**WHAT NEEDS TO BE DONE**
Swap "second opinion" for "double check" throughout the entries below, and write the lines out again with nothing else changed and the pictures left out.

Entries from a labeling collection

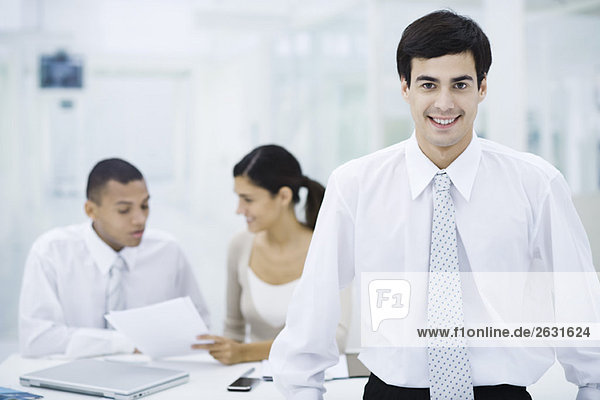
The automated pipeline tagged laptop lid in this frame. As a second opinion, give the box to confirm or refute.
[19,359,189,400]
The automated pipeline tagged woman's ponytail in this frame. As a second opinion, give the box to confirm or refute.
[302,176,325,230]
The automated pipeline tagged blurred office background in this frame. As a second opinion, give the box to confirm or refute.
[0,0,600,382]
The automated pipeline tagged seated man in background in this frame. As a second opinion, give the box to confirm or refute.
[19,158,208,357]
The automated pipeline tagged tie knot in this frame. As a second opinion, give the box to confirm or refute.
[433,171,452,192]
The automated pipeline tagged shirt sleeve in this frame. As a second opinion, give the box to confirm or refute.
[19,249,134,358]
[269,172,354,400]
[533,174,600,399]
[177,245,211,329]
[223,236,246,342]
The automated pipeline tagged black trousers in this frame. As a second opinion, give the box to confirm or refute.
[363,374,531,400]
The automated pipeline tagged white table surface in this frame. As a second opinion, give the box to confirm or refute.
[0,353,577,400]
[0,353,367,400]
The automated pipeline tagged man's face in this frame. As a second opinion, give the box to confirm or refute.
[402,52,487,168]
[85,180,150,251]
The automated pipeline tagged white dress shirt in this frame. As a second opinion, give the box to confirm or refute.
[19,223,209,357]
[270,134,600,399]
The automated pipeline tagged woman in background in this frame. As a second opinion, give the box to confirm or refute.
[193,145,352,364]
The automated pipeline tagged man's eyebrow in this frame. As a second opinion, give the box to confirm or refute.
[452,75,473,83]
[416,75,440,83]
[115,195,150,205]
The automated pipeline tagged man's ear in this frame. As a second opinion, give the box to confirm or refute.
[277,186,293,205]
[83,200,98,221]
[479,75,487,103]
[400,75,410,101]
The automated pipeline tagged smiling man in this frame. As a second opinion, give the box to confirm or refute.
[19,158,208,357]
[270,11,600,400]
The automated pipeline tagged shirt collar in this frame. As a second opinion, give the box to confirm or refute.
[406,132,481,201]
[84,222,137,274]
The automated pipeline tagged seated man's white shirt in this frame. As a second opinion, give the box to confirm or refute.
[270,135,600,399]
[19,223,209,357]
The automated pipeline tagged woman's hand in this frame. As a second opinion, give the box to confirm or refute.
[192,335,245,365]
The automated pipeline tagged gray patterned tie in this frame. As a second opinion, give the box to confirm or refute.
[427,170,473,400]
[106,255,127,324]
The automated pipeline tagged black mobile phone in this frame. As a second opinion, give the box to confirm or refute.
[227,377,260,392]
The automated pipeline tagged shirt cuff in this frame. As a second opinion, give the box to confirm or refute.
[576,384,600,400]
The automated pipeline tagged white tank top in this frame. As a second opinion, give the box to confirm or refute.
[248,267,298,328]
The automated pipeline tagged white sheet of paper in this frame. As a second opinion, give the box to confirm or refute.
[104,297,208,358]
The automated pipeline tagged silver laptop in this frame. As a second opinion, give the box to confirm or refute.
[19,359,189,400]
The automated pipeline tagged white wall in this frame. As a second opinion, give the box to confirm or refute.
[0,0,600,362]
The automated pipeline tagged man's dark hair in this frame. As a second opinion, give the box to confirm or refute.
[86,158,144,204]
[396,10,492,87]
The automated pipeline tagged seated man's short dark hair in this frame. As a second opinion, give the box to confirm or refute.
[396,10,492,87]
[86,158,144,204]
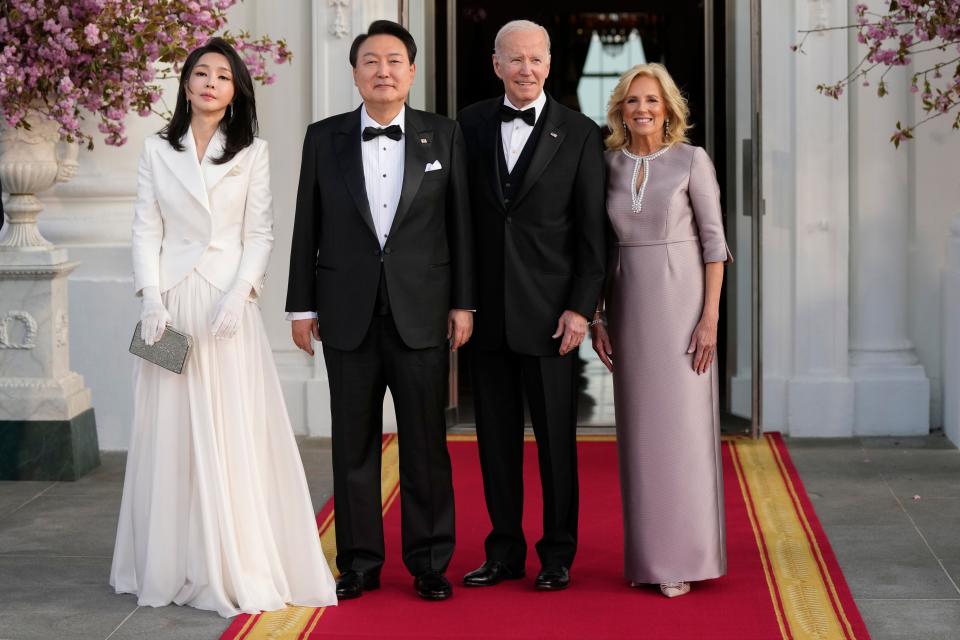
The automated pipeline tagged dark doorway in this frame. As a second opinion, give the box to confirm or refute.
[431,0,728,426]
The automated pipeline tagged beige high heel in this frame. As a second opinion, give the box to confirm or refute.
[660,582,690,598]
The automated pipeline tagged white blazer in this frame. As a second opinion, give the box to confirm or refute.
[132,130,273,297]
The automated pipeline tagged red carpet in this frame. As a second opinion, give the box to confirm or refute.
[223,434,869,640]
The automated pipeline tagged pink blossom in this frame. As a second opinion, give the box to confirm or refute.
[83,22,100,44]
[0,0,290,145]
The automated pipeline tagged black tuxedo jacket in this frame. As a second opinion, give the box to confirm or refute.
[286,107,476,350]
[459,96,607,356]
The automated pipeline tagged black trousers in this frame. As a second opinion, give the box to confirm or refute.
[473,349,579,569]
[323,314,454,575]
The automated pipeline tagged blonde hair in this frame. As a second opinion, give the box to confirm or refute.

**RESPONSE**
The automated pipeline tagged laptop lid in this frame. As a double check, give the box to confirm or refute.
[19,359,189,400]
The automated pipeline tagged woman's ponytail in this frame. As a double check, give the box to confirm or refute.
[302,176,325,230]
The automated pipeline tagged blurred office background in this frame. As a double check, give the box to confirm or refute.
[0,0,600,382]
The automated pipeline tagged seated man in background in this frame. As a double check, give the box to confirm or refute.
[19,158,208,357]
The automated pipeline tagged tie knot in this frame. As a double check, give the box to confirm or refute.
[433,171,452,192]
The automated pipeline tagged shirt sleeve in this frame. As a double check, give the box to confirm or refute.
[19,249,134,358]
[269,172,354,400]
[533,174,600,399]
[177,245,211,329]
[223,236,246,342]
The automated pipeline tagged black trousers in this frame. As a double check, give the box to confirm or refute.
[363,374,531,400]
The automated pipeline tagged white table surface in this frame. As a double check, give the box to confirm or refute.
[0,353,577,400]
[0,353,367,400]
The automated pipeline tagged man's face in this frame. As a double check, give the box to confirm or refute.
[402,52,487,168]
[85,180,150,251]
The automated pipeline tagged white dress shirt in this frame. As a double check, give the box to confirm or refute.
[19,223,209,357]
[270,134,600,399]
The automated pipeline tagged woman in background in this frame. As a double check, give the box to confirm or refute.
[193,145,352,364]
The automated pipeline tagged man's eyebrow in this frame. As a double check, give the box to confirm or refute.
[452,75,473,83]
[416,75,440,83]
[115,195,150,205]
The automated pipeline tagged man's ear in this frame. As a double check, give the box to confirm or refute.
[277,186,293,205]
[83,200,98,221]
[479,75,487,103]
[400,75,410,101]
The automated pipeline tagged smiling man in this frame. As a double check, give the box to confirm or refute.
[19,158,208,357]
[270,11,600,400]
The automated pipeline tagged shirt collar in this frame. As a double check, give the box to confirm or refute.
[406,132,481,201]
[84,222,137,274]
The automated pipeline tagged seated man's white shirt in this frame. As a double check, give the box to confirm or refute.
[270,135,600,399]
[19,223,209,357]
The automated pipeline tagged woman's hand in this frame. As a double check, give the box to confirm or refute.
[192,335,245,365]
The automated pipeline tagged gray patterned tie in this frame. As a double check, give the box to confirm or refute.
[427,170,473,400]
[106,255,127,324]
The automated pipeline tagged black mobile phone in this frame. As a double check, give the box to confirm or refute.
[227,377,260,392]
The automated pipeline tagged shirt cuff in this frame. As a double check, give the box to confirm or refute.
[576,384,600,400]
The automated pipeline tagged white tank top in this frame. As a double check, give the box to confirm or refute.
[248,267,298,328]
The automated pipeline tagged white sheet of paper in this frame. As a double check, give the box to confirm or refute.
[104,297,208,358]
The automated pipeline tagged silver laptop in this frame. As a double check, give the box to confirm or refute.
[19,359,189,400]
The automated pipeline tagged white wall in this frame. As a double check, give the box to confirm or refute.
[0,0,600,362]
The automated pipeline tagged man's dark hair in this frame. As a double check, give the box to confirm or refute.
[86,158,144,204]
[396,10,492,87]
The automated pipeline tagged seated man's short dark hair in this frame. As a double check, give the box to confirm or refute.
[396,10,492,87]
[86,158,144,204]
The automated pipeline tagged dark doorway in this frame. As a double check, give the box to confirm or refute.
[431,0,728,426]
The automated pipeline tagged beige high heel in this frame. As a double check, give the box to confirm or refute.
[660,582,690,598]
The automated pipeline tagged white blazer in this frame. As a double check, give the box to confirm or refute.
[132,130,273,297]
The automated pipeline tagged red carpet in this frame. As a double check, give the box to confirm or refute.
[223,434,869,640]
The automated pipeline tagged pink blossom in this frame. As a double check, give the box to confirm or refute.
[83,22,100,44]
[0,0,290,145]
The automated pipeline tagged black tuxedo jacket in this frame. As a double check, give the box to confirm or refute.
[286,107,476,350]
[459,96,607,356]
The automated pipeline tagged black trousers in this frame. As a double check, give the box to confirm or refute.
[473,349,579,569]
[323,314,454,575]
The automated pipeline tagged blonde hair in this frame. As a double check, give the box to confirm or refute.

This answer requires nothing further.